# Raw records
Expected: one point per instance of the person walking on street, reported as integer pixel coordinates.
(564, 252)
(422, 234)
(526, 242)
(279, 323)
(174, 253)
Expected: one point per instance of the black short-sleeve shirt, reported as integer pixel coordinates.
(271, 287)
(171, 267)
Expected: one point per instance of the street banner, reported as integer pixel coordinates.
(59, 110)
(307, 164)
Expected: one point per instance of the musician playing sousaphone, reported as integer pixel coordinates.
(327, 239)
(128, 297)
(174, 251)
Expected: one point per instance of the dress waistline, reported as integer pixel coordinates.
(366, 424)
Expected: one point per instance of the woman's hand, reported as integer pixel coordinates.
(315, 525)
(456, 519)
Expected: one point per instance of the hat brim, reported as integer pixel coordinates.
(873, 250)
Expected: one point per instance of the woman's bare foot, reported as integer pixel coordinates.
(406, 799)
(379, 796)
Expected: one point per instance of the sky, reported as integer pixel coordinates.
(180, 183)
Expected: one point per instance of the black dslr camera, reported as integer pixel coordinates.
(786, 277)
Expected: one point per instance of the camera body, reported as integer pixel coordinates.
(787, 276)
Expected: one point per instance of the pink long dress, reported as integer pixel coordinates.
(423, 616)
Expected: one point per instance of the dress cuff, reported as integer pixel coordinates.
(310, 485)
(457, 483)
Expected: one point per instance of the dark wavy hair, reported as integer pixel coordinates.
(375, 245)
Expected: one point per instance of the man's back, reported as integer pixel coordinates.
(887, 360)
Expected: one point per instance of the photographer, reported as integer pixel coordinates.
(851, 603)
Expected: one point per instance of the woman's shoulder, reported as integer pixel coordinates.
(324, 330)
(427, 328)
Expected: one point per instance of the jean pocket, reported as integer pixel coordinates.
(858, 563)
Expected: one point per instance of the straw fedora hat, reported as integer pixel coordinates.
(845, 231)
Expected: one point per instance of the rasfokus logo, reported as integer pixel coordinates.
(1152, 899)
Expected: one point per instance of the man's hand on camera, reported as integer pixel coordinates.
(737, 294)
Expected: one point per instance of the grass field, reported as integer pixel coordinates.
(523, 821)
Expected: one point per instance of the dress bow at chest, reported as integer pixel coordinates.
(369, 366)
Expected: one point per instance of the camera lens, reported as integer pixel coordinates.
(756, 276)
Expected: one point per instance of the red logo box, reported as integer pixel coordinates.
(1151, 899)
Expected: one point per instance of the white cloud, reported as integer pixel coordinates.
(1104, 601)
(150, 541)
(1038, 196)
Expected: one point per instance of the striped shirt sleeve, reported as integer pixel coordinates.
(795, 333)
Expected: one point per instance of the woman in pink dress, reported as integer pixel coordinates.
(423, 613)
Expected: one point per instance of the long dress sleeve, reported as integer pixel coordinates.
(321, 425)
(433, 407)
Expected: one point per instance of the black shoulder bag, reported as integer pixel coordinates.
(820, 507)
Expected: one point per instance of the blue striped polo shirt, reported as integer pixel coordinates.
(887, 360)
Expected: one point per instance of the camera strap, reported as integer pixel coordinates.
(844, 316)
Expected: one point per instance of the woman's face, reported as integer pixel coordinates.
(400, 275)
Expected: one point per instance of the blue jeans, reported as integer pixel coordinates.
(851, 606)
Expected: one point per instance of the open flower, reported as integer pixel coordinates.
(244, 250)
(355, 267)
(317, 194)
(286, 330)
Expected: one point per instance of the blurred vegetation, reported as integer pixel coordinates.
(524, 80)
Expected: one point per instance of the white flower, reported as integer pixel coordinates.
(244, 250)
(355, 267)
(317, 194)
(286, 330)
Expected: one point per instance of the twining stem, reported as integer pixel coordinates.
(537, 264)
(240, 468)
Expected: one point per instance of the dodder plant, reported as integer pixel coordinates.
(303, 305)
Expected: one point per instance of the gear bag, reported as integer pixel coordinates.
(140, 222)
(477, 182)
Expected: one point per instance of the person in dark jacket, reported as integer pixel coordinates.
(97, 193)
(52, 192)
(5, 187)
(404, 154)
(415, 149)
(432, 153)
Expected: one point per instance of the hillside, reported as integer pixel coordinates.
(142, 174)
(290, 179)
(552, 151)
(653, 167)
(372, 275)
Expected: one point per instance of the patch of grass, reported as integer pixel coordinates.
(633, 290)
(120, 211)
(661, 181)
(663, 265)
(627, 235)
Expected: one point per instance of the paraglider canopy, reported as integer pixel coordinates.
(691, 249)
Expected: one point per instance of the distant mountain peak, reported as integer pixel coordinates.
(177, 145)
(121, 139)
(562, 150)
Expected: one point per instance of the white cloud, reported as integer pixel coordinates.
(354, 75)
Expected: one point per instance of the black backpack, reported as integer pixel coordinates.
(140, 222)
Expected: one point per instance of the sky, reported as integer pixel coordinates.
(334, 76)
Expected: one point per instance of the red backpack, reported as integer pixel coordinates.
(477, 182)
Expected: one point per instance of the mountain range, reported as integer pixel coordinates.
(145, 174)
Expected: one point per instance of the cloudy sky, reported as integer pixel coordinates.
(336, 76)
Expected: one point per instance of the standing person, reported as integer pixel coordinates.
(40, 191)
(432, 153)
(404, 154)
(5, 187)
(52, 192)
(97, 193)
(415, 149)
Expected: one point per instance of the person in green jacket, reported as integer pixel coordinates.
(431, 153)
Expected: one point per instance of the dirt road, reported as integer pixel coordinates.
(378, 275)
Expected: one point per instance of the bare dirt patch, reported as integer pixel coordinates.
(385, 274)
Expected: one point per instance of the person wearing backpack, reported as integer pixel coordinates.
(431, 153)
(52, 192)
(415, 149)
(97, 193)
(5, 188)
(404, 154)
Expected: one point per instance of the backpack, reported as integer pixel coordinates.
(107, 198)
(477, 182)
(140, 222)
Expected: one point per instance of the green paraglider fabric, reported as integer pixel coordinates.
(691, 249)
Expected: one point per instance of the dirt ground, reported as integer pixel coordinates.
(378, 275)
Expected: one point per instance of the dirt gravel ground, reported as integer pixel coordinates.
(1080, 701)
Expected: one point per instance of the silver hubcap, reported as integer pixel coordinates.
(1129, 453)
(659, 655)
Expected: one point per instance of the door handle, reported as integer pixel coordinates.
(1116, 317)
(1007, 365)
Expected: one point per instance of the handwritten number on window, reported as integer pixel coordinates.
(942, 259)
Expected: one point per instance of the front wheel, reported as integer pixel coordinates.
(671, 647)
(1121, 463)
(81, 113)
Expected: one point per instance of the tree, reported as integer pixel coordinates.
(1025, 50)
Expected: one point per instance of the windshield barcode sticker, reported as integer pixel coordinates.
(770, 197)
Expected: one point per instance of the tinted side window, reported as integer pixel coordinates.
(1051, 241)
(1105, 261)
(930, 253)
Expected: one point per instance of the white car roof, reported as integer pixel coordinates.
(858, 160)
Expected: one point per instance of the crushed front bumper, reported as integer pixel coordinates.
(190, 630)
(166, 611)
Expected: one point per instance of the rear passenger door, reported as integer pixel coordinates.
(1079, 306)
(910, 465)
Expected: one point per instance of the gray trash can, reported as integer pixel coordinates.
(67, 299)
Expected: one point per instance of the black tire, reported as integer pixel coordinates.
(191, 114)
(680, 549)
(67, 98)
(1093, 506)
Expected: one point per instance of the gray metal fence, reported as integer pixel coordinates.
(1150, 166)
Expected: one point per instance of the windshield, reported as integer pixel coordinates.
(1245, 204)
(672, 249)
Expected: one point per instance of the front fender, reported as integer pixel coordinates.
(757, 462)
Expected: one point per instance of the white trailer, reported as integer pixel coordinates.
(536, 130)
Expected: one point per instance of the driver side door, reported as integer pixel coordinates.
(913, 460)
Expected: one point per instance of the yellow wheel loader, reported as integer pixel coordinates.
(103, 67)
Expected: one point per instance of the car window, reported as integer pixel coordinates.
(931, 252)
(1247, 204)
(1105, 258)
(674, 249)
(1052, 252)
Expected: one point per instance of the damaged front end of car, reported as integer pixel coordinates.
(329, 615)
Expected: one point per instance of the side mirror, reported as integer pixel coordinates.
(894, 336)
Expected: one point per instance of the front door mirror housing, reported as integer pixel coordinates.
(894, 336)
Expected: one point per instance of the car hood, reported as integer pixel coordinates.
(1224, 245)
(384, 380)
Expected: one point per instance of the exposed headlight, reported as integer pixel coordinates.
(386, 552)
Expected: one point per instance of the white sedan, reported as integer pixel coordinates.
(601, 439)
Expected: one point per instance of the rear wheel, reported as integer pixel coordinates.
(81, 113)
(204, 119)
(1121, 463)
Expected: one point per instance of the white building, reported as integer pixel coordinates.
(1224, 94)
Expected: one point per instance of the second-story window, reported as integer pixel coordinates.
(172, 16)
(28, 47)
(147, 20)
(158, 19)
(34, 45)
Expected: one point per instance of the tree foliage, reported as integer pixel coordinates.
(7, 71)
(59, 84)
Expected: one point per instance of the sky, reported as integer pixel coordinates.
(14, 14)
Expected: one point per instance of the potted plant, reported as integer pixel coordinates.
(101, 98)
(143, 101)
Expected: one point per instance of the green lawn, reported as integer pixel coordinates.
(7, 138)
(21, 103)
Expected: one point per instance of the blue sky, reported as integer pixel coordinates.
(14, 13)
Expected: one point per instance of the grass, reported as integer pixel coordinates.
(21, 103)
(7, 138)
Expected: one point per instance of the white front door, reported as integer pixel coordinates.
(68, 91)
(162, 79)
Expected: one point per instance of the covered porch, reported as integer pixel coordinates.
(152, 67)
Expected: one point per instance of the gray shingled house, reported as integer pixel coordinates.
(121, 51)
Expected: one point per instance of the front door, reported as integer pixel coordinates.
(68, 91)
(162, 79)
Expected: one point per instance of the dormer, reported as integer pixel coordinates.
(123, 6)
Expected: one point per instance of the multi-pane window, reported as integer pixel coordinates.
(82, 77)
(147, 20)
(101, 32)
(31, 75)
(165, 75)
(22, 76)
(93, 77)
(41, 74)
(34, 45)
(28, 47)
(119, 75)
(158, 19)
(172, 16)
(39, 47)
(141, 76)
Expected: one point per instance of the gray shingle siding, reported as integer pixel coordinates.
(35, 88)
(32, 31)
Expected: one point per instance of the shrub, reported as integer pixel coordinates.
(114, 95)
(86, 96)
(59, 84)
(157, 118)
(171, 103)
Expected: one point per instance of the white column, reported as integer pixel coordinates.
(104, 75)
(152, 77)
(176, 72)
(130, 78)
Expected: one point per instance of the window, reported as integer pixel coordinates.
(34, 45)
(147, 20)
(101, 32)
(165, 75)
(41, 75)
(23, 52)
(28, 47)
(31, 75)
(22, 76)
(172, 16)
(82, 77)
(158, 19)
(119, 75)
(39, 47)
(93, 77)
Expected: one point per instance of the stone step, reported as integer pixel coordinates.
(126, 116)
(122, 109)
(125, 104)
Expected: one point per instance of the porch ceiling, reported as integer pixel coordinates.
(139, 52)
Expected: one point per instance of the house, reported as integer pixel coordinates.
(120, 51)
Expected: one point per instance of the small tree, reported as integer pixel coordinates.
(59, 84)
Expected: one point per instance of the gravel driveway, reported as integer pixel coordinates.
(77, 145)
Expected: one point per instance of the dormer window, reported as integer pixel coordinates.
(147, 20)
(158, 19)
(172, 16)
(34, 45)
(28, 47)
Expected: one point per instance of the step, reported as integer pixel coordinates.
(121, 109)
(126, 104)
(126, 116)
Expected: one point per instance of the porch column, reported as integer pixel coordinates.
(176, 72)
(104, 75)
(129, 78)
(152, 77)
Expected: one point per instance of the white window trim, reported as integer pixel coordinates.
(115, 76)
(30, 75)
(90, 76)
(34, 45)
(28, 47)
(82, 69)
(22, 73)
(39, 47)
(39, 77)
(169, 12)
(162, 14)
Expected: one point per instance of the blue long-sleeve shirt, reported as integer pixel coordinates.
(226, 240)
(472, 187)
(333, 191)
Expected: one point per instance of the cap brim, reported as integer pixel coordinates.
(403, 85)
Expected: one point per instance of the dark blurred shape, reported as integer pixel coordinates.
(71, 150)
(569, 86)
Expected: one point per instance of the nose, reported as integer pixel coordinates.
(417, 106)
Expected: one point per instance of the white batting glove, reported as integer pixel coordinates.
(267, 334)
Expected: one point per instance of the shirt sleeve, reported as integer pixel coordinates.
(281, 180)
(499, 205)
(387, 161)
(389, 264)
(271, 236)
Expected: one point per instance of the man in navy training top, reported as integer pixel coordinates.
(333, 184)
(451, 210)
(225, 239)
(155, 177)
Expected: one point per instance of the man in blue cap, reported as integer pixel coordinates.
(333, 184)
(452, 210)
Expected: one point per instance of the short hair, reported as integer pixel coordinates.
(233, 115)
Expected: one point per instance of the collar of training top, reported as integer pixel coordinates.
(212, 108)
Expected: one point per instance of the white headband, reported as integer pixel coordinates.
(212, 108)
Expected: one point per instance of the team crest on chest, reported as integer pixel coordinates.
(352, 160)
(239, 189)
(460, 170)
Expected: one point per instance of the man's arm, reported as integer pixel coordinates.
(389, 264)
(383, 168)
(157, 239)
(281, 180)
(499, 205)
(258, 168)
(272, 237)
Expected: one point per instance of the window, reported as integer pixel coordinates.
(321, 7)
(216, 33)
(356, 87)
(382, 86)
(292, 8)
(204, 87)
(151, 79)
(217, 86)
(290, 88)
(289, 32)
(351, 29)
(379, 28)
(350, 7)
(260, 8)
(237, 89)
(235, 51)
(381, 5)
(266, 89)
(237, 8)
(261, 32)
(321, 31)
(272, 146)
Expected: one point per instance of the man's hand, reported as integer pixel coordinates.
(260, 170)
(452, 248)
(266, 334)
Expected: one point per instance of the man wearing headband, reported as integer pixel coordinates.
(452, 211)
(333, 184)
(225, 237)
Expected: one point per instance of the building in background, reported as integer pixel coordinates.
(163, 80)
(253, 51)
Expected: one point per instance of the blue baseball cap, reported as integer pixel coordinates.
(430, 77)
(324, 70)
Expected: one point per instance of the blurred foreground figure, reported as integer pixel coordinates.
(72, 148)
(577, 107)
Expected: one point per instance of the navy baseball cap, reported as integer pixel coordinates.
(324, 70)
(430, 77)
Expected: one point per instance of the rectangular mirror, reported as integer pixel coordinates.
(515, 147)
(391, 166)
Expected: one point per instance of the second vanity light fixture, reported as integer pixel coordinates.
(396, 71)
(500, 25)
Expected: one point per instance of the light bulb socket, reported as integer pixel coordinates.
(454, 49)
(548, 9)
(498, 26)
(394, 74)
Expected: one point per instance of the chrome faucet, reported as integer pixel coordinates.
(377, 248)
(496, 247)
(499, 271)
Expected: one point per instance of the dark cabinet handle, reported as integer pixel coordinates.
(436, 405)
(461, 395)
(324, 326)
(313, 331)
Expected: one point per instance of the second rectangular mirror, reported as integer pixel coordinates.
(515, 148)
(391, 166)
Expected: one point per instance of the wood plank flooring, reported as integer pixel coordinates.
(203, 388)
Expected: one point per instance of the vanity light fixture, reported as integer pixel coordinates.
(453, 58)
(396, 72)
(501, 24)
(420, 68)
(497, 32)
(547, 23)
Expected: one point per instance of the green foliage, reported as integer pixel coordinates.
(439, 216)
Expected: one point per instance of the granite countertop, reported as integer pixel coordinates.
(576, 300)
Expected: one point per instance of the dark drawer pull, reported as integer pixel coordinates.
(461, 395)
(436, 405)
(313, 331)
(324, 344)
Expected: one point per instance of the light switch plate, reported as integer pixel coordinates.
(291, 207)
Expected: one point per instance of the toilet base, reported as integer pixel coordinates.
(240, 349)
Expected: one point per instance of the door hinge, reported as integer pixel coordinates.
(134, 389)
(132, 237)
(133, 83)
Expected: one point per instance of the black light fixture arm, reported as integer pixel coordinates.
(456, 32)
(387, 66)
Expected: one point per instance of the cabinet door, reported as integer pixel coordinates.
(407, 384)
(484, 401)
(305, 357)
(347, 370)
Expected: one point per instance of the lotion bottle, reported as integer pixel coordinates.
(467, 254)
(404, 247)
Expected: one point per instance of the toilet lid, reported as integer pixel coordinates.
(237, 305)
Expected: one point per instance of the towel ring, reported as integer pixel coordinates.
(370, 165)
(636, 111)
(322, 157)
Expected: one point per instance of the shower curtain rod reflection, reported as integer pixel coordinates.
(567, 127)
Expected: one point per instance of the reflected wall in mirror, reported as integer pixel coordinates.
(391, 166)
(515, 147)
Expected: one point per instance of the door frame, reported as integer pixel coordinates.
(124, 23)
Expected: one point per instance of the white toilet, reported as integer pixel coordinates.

# Your objective
Repeat, exactly and only, the lines above from the one containing "Expected: one point per instance of the lotion" through the end of the material.

# Response for this exercise
Expected: one point per instance of the lotion bottle, reported as integer pixel coordinates.
(467, 254)
(404, 247)
Expected: one point per instance of the toilet lid, reported as integer pixel coordinates.
(237, 305)
Expected: one point per instance of the towel ring, reported as integer pixel coordinates.
(370, 165)
(636, 111)
(322, 157)
Expected: one point per instance of the shower curtain rod reflection, reported as integer pixel coordinates.
(567, 127)
Expected: one point per instance of the reflected wall in mirror, reported as integer pixel coordinates.
(391, 166)
(515, 147)
Expected: one point per instance of the door frame, reported as integer pixel coordinates.
(124, 23)
Expected: one point per instance of the white toilet, reported as integer pixel coordinates.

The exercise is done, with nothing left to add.